Stored records:
● ● ● ● ●

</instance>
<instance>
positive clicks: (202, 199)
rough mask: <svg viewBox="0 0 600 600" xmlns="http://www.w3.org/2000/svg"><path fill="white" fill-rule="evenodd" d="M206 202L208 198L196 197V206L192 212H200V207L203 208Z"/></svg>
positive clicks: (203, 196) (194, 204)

● ● ● ● ●

DESCRIPTION OF THE TASK
Repeat every record, exactly as written.

RESULT FOR THIS TASK
</instance>
<instance>
positive clicks: (202, 199)
rough mask: <svg viewBox="0 0 600 600" xmlns="http://www.w3.org/2000/svg"><path fill="white" fill-rule="evenodd" d="M206 202L208 198L196 197V206L192 212H200V207L203 208Z"/></svg>
positive clicks: (203, 196) (194, 204)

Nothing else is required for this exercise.